EXERCISE BRIEF: Without including any picture, return the complete set of records exactly.

RECORDS SUPPLIED Block Start

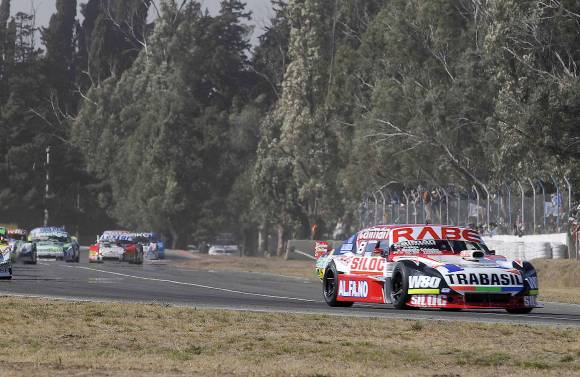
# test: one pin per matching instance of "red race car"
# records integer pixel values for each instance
(122, 246)
(426, 266)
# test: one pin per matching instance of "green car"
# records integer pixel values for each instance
(22, 250)
(53, 242)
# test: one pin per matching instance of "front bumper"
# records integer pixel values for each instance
(51, 254)
(5, 269)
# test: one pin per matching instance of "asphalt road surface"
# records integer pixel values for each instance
(163, 282)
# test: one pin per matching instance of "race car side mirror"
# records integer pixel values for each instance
(380, 252)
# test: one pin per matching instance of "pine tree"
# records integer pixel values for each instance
(305, 137)
(60, 54)
(112, 34)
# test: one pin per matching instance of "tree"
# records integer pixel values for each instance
(296, 148)
(532, 50)
(159, 135)
(60, 53)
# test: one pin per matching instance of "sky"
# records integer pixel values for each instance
(261, 9)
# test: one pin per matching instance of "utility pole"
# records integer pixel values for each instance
(47, 187)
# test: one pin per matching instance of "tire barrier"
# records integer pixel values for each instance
(528, 250)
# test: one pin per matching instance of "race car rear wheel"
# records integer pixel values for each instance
(400, 286)
(519, 310)
(330, 287)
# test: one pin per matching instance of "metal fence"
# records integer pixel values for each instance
(531, 207)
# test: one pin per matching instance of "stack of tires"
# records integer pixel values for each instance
(559, 251)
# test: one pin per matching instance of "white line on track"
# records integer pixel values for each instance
(192, 284)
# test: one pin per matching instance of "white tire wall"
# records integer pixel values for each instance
(528, 250)
(559, 251)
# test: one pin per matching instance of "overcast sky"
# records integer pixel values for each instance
(261, 9)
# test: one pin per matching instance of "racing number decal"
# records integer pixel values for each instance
(361, 247)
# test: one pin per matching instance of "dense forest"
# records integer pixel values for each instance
(181, 126)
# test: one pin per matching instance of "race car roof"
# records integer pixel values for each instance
(48, 231)
(398, 233)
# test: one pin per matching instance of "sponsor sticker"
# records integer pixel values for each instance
(367, 265)
(483, 278)
(422, 281)
(353, 288)
(434, 233)
(373, 234)
(429, 300)
(533, 282)
(530, 301)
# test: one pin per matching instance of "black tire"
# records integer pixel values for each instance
(520, 310)
(330, 288)
(400, 286)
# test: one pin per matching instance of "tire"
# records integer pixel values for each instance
(140, 256)
(330, 288)
(400, 286)
(520, 310)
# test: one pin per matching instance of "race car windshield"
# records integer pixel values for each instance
(459, 246)
(436, 246)
(51, 237)
(422, 246)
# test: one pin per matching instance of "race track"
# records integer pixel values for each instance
(163, 282)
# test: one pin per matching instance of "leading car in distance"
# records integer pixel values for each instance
(5, 256)
(55, 242)
(426, 266)
(23, 251)
(122, 246)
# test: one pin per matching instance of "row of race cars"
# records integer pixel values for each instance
(424, 266)
(20, 246)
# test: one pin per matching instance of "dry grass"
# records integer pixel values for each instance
(559, 279)
(45, 338)
(272, 265)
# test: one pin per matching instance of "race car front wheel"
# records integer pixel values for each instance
(519, 310)
(400, 286)
(330, 287)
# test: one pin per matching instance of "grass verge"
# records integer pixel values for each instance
(559, 279)
(48, 338)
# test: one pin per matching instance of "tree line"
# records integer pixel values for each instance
(181, 126)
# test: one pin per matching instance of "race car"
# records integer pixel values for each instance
(21, 249)
(224, 245)
(153, 246)
(323, 253)
(5, 256)
(122, 246)
(55, 242)
(426, 266)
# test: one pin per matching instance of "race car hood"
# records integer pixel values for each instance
(5, 253)
(48, 246)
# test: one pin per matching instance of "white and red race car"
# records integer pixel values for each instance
(426, 266)
(122, 246)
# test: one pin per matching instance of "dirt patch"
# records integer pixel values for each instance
(47, 338)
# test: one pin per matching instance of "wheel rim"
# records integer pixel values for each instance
(329, 286)
(397, 292)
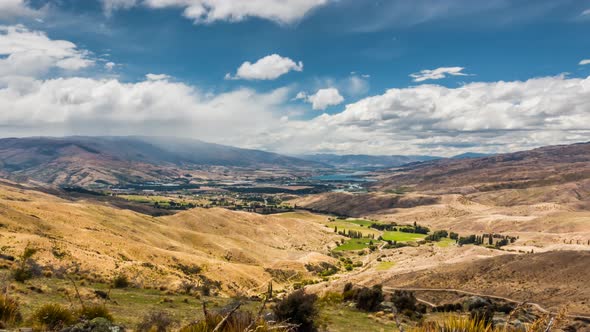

RECORDS SUPPLIED Block End

RESPONSE TO THIS TASK:
# test: one pin per matching instance of "red race car"
# records integer pixel values for each instance
(122, 246)
(426, 266)
# test: one pin per matching instance of "green car"
# records integer pixel values for each instance
(22, 250)
(53, 242)
# test: one pin per matching instance of "front bumper"
# records integer pixel values for each instance
(51, 254)
(5, 269)
# test: one pin per matching instance of "asphalt road surface"
# records integer pixel values for each instance
(163, 282)
# test: one pin per matching instance of "race car side mirror"
# records integer pixel values for each instance
(380, 252)
# test: one pin per matching instance of "pine tree"
# records integer pixel values for each instance
(305, 137)
(60, 54)
(112, 34)
# test: one pin per matching instance of "tree"
# records integer pixel values for each instance
(296, 148)
(532, 50)
(159, 135)
(60, 53)
# test: one pin per matching instance of "sky"
# records integer pixel values for each instance
(261, 9)
# test: one pin per matching instance of "utility pole"
# records integer pixel values for each instance
(47, 187)
# test: one pin per matching instance of "tire barrier"
# records integer pixel values for each instance
(528, 250)
# test: one pin per matching instance of "race car rear wheel"
# records integer pixel values for each instance
(400, 286)
(519, 310)
(330, 287)
# test: one pin per matching instance of "metal fence"
# records integer pixel values for each instance
(531, 207)
# test: one pin per matching instance of "stack of tires"
# records integer pixel values for each instance
(559, 251)
# test: one pin per matching instance of "white line on track"
# records integer pixel values for each instance
(192, 284)
# test: one pin per matching instance of "white tire wall"
# records integer pixel values for each instance
(528, 250)
(559, 251)
# test: one pin per matching instance of "overcast sky"
# records integer pixel values for each instance
(261, 9)
# test: one pin per matching instance of "racing number decal"
# records integer pixel values for each instance
(361, 247)
# test: one pin per matching instance of "dense forest"
# records integer pixel values for each instance
(181, 126)
# test: one pin per matching instance of "race car roof"
# records integer pixel values for each instance
(48, 231)
(398, 233)
# test: one pin per matching instance of "sponsor sticker"
# records integer pixel values for each instance
(367, 265)
(483, 278)
(422, 281)
(353, 288)
(434, 233)
(373, 234)
(429, 300)
(533, 282)
(530, 301)
# test: one pin per matching instance of "black tire"
# records integer pixel values for each instance
(520, 310)
(330, 288)
(400, 286)
# test: one pin per matching instance of "tire"
# records integer pixel values for each instance
(140, 256)
(330, 288)
(400, 286)
(520, 310)
# test: one pin per matching instance of "race car windshield"
# records integer pixel values for each instance
(459, 246)
(436, 246)
(51, 237)
(422, 246)
# test: one pin per matching instance of "race track"
# records integer pixel values for each instance
(163, 282)
# test: one pin per matching instance of "leading car in distance"
# records integer pixel values for each instance
(5, 256)
(55, 242)
(426, 266)
(23, 251)
(122, 246)
# test: one pin per matching instance of "row of race cars"
# records integer pixel values for each instance
(424, 266)
(20, 246)
# test: one pin per matching instance of "dry grass"
# records integer pixel values for each instance
(559, 279)
(45, 338)
(272, 265)
# test: one pin per matching instance of "race car front wheel"
# records integer pixel values for each instance
(519, 310)
(400, 286)
(330, 287)
# test: one pin per matching instance of "grass verge"
# records integer pixel values for each instance
(559, 279)
(48, 338)
# test: one pin per matching instance of "tree line"
# records integer pixel values for each instance
(181, 126)
# test: one pin per matching instance of "race car"
# records integer pixel values for each instance
(21, 249)
(224, 245)
(153, 246)
(323, 253)
(5, 256)
(122, 246)
(55, 242)
(426, 266)
# test: one pin per matching instance of "race car hood"
# records integer pixel values for each instance
(5, 253)
(48, 246)
# test: one pin per matching instance of "white and red race car"
# records integer pixel values for each instance
(426, 266)
(122, 246)
# test: one pin per matching instance of "dirt patch"
# records integer pixel values for each instance
(47, 338)
# test: one pin per matching instance of "wheel rim"
# records integer pixel values for each instance
(329, 286)
(397, 292)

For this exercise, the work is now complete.